* _Problem to work on_
Swap "visible outline" for "visible edge" everywhere it occurs in the records below, and return all of the records with that change and nothing else altered. Leave the pictures out of your answer.

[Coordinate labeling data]
[start]

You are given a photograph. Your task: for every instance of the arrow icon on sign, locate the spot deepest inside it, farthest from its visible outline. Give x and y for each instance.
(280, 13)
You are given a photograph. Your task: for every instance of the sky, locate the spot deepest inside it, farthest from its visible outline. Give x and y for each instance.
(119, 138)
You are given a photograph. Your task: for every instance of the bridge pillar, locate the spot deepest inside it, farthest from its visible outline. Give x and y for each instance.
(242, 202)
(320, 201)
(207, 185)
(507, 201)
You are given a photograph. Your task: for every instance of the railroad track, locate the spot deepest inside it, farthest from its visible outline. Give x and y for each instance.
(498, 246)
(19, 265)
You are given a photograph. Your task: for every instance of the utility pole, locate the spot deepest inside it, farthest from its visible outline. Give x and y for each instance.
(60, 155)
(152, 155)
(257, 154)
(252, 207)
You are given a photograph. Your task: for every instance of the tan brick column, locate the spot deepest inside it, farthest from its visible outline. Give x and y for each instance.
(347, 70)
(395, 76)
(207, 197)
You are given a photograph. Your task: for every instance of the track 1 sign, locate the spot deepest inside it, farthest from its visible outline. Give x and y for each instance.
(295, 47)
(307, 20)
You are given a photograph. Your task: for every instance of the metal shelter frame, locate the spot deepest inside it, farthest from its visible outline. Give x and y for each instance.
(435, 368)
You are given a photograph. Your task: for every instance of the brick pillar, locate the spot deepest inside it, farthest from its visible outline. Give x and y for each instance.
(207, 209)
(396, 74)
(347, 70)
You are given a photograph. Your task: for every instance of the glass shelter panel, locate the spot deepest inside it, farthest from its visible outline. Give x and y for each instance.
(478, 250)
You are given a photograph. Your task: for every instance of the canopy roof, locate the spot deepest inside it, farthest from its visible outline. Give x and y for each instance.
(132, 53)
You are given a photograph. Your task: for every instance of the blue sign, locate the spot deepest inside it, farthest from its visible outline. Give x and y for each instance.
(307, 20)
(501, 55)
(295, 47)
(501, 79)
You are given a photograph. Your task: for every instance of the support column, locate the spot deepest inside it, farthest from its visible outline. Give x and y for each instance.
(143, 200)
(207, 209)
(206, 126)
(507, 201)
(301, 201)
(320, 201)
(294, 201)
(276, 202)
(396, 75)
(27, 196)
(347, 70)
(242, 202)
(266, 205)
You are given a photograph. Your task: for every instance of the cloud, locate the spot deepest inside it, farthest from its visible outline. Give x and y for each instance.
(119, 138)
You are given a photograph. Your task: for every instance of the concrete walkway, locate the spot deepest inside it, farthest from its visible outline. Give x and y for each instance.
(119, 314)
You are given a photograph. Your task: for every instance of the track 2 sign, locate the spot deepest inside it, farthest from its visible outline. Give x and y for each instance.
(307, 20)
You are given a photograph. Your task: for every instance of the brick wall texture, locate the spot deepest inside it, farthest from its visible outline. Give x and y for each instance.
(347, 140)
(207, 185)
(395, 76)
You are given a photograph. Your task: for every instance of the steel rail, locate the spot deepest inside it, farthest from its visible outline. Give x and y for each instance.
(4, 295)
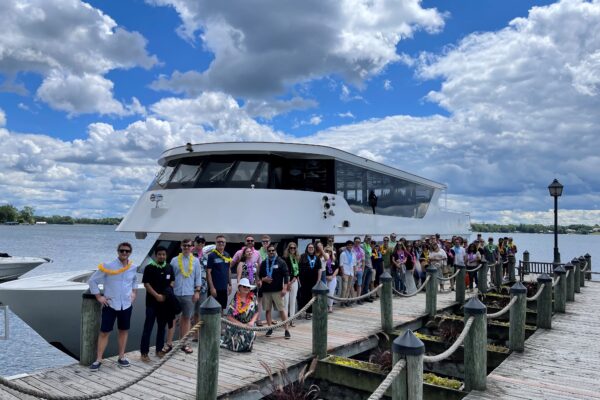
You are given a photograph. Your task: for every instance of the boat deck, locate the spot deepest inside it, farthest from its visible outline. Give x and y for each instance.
(558, 364)
(241, 375)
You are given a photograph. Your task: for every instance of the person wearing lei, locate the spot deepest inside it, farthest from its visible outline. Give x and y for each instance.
(242, 311)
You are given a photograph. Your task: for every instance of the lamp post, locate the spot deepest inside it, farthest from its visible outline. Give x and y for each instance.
(555, 189)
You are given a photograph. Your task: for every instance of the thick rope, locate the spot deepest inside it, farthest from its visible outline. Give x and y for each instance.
(450, 277)
(387, 382)
(414, 293)
(364, 296)
(538, 293)
(455, 345)
(107, 392)
(505, 309)
(268, 328)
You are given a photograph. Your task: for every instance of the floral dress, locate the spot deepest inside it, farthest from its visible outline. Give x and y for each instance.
(236, 339)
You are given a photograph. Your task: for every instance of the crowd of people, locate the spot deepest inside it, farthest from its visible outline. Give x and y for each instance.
(256, 280)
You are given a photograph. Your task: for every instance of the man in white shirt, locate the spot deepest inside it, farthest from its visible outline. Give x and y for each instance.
(119, 278)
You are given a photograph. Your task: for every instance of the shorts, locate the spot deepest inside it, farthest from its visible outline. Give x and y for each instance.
(187, 306)
(270, 298)
(109, 315)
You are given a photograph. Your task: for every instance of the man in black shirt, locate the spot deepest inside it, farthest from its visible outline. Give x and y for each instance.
(274, 277)
(158, 279)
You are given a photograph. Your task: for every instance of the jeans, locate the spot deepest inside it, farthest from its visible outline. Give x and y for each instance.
(151, 316)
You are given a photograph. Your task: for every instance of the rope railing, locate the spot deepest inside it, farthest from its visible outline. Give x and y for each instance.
(459, 340)
(43, 395)
(538, 293)
(270, 327)
(387, 382)
(505, 309)
(396, 292)
(454, 275)
(363, 296)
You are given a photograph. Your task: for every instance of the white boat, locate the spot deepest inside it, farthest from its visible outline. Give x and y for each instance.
(14, 267)
(289, 191)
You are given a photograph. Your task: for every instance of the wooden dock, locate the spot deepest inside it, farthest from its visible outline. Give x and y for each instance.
(241, 375)
(558, 364)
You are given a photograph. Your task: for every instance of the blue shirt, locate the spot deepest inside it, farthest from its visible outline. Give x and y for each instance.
(219, 270)
(185, 286)
(117, 288)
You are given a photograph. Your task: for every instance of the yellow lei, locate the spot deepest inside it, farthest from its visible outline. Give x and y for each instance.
(226, 259)
(190, 265)
(114, 271)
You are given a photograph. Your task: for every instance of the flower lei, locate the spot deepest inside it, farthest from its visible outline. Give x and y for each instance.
(190, 265)
(241, 308)
(114, 271)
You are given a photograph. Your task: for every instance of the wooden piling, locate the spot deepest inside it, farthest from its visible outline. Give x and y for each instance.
(431, 295)
(475, 345)
(570, 282)
(409, 384)
(560, 290)
(208, 350)
(482, 277)
(387, 322)
(91, 311)
(460, 284)
(516, 333)
(319, 320)
(544, 303)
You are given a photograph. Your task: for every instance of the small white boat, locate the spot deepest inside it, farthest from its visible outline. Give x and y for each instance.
(13, 267)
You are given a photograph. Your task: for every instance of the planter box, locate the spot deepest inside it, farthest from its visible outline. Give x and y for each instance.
(365, 376)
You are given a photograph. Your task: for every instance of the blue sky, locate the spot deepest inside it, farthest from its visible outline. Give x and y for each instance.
(493, 98)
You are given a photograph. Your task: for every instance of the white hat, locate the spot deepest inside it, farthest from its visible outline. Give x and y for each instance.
(245, 282)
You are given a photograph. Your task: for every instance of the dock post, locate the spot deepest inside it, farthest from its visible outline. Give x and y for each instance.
(577, 273)
(516, 332)
(409, 383)
(460, 284)
(91, 311)
(544, 306)
(511, 268)
(582, 265)
(387, 318)
(570, 282)
(431, 295)
(319, 321)
(588, 260)
(560, 290)
(482, 277)
(476, 346)
(208, 350)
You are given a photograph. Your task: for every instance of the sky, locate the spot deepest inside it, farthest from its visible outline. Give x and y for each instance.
(493, 98)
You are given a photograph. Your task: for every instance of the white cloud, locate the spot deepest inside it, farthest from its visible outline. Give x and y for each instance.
(72, 46)
(260, 51)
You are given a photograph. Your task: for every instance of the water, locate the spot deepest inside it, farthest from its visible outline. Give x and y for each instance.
(76, 247)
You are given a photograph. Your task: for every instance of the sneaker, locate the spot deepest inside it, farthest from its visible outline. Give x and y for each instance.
(123, 362)
(95, 366)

[end]

* _Reply to the task_
You are given a photograph. Your task: for every instance of the arrow icon on sign, locate the spot deepest inside it, farthest from its visible edge. Give x and y for each instance.
(280, 13)
You are given a photograph. Your task: for every instance of the sky, locate the spot deepest inside it, farthest from its visible edge. Give x and y for each instance.
(119, 138)
You are given a photograph. Your task: for every instance of the bridge pillar, locate the spot deepest inside it, farthest from its visible edge. Give x and y for each instance.
(242, 202)
(320, 201)
(207, 185)
(507, 201)
You are given a photograph. Your task: for every instance of the railroad track, locate the spot deepest inside it, farthest from its visible edge. Give x and y for each instance.
(498, 246)
(19, 265)
You are given a photograph. Your task: for every instance of the utility pole, locate the spot deepest inside it, farthest from its visible edge. Give x and y for each instance.
(60, 155)
(152, 155)
(257, 154)
(252, 207)
You are given a photograph. Your task: for every instance of the tan brick column, locate the spot deepest inside it, farthest from its visible edge. Give x and y for each instance.
(347, 70)
(395, 76)
(207, 197)
You are given a photograph. Your task: for every instance of the track 1 sign, locate the spot deepest inside it, farthest from its visible edge. Give x and y for each instance.
(295, 47)
(307, 20)
You are given a photograph. Your task: for every instance of the metal shelter frame, locate the spot deepest inside it, farthest from its visible edge. Give x and y for each instance.
(435, 368)
You are given a photograph. Your task: for every instance of the brick pillar, locate the spot deepest inside it, farthest from its visible edge. Give x and y for each instance.
(207, 209)
(396, 74)
(347, 70)
You are given a photograph. Your task: for every instance of the glass shelter panel, locate the spot deepest inside it, farthest from its visible edge. Give x and y for each instance.
(478, 250)
You are given a photograph. Your task: for every instance of the canopy roof, locate the spot deepest inside it, farthest from its visible edge. Give x and y for each instance.
(132, 53)
You are given a photograph. Your task: for every instance of the blue sign, locate the spot deepest inside it, farthest from its visible edge. Give x and y for each instance.
(307, 20)
(501, 55)
(295, 47)
(501, 79)
You are given a photograph. Your task: for every instance of the support column, locate the spot deepest inside it, farthest from its visible edge. Give x and y for each instance.
(143, 200)
(207, 209)
(206, 126)
(507, 201)
(301, 201)
(320, 201)
(294, 201)
(276, 202)
(396, 75)
(27, 196)
(347, 70)
(242, 202)
(266, 205)
You are given a photograph. Your task: for every instance of the cloud, locate the spot deepest inside it, farthest from its visible edge. Give x and y for each instance.
(119, 138)
You are given a photograph. Your task: for every instance of the concrete walkway, locate the spot deepest inside it, farthest from its visible edge. Give x and y for each instance.
(119, 314)
You are given a photograph. Your task: for every instance of the track 2 sign, locate the spot deepest inside it, farthest from its visible edge. Give x and y for each instance.
(307, 20)
You are given a photograph. Your task: for every instance of the brick wall texture, locate the spot deepest inside it, farthest from its visible edge. Give x and y for each instance.
(347, 140)
(207, 185)
(395, 76)
You are given a photograph. Your task: for every instance of the steel rail, locate the spot deepest inside it, farthest from its visible edge. Give x and y for each instance.
(4, 295)
You are given a photograph. Your task: for every instance of the boat deck, locate the spot deepest inside it, farthest from its visible edge. Give x and y for each instance.
(558, 364)
(241, 375)
You are given a photograph. Your task: for every instance of the person wearing lei, locate the spot deepest inside it, farthest from its visible edge. Give x and y for each instance.
(242, 311)
You are given a photograph. Your task: for every instance of the lamp post, locate the spot deepest inside it, farthest from its visible edge. Give x and y for each instance.
(555, 189)
You are given a photograph. Your task: for every instance of the thick rope, locate the spot deepest inside it, farthest from its visible edge. Give x and y for each instance.
(450, 277)
(387, 382)
(414, 293)
(364, 296)
(538, 293)
(455, 345)
(107, 392)
(505, 309)
(268, 328)
You are given a photograph. Your task: for every instance of the floral dress, locate the spot deepest inside it, farthest from its visible edge. Give x and y for each instance.
(236, 339)
You are given a photograph. Your task: for every instance of the crowd of people, locate the spot deepest inside it, farthest from its visible edge. Give x and y for each instance.
(256, 280)
You are given a photograph. Your task: for every instance of the man in white shirt, locate the spot deepest inside it, farthest from its visible edge. Give x and y for each instance.
(119, 278)
You are given a photograph. Your task: for every instance of the shorts, locate the spot deepest inside it, farthest from its visible edge. Give x and y for each instance.
(187, 306)
(270, 298)
(109, 315)
You are given a photograph. Your task: for every instance of the man in black shirt, locate the spot deepest inside it, farthest from its visible edge. Give x and y for each instance.
(274, 277)
(158, 279)
You are given a photograph. Your task: for every instance of the jeans, locate the spot deepest inside it, farthest from its visible edge. Give x and y for each instance.
(151, 316)
You are given a photograph. Your task: for every instance of the rope railing, locate the spot deepest inside it, farthest from its visible edge. Give x and y for each instance.
(459, 340)
(43, 395)
(538, 293)
(270, 327)
(387, 382)
(505, 309)
(396, 292)
(454, 275)
(363, 296)
You are given a photograph. Your task: for every instance of the white boat, locate the spot deepest inside it, farthest from its visible edge. Give x and y for each instance.
(14, 267)
(289, 191)
You are given a photograph. Your task: for every instance of the wooden dock, locate the spot deepest inside it, farthest from its visible edge. Give x and y for each instance.
(241, 375)
(558, 364)
You are given a photograph. Your task: for every instance of the blue shirt, locate the spot deepest inside it, farthest from its visible edge. Give x and y for each instance.
(219, 270)
(185, 286)
(117, 288)
You are given a photograph. Your task: for every instance of the yellow lei, locate the spot deepest inside it, farthest from its visible edge. Give x and y for each instance.
(226, 259)
(190, 265)
(114, 271)
You are given a photograph. Your task: for every instance of the flower lei, locate the spot deepest inside it, farthest from its visible edge. Give x and y for each instance.
(190, 265)
(241, 308)
(114, 271)
You are given a photograph. Your task: for every instance of the wooden piling, locate the spot deepest inside it, farthest from its visible edge. Give x and y for each instance.
(431, 295)
(475, 345)
(570, 282)
(409, 384)
(560, 290)
(208, 350)
(482, 277)
(387, 322)
(91, 311)
(460, 284)
(516, 333)
(319, 320)
(544, 303)
You are given a photograph. Your task: for every instance of the small white boat, locate the spot deepest inside it, farthest from its visible edge. Give x and y for each instance.
(13, 267)
You are given a photograph. Your task: for every instance of the planter box, locate the spot deepest inside it, farthest from its visible edge. Give x and y for each instance.
(365, 376)
You are given a photograph. Your task: for every instance of the blue sky, locate the spot deepest inside it, farthest from its visible edge. Give x and y for each instance.
(493, 98)
You are given a photograph. Your task: for every instance of the white hat, locate the spot deepest inside it, farthest from its visible edge. Give x and y for each instance.
(245, 282)
You are given a photograph. Your task: for every instance of the dock post, locate the spot deepest inside it, farthest from its visible edge. Give x and y for each instance.
(577, 273)
(516, 332)
(409, 383)
(460, 284)
(91, 311)
(544, 306)
(511, 268)
(582, 265)
(387, 318)
(570, 282)
(431, 295)
(319, 321)
(588, 260)
(560, 290)
(482, 277)
(476, 346)
(208, 350)
You are given a photograph. Your task: for every instance of the sky, locate the spot deepest inside it, farthest from its visible edge. Give x and y for each instance.
(493, 98)
You are given a photograph. Your task: for every instance of the white cloud, locate the spot deepest inside it, farthest from its visible edge. Give x and y for each instance.
(72, 46)
(260, 51)
You are given a photograph. Your task: for every instance of the water, locate the spot deepest inside it, farthest from its visible edge. Give x and y for each instance.
(76, 247)
You are given a photograph. Your task: for every instance of the sneaker, locate the spot deepest inside it, farthest from its visible edge. Give x and y for each instance.
(123, 362)
(95, 366)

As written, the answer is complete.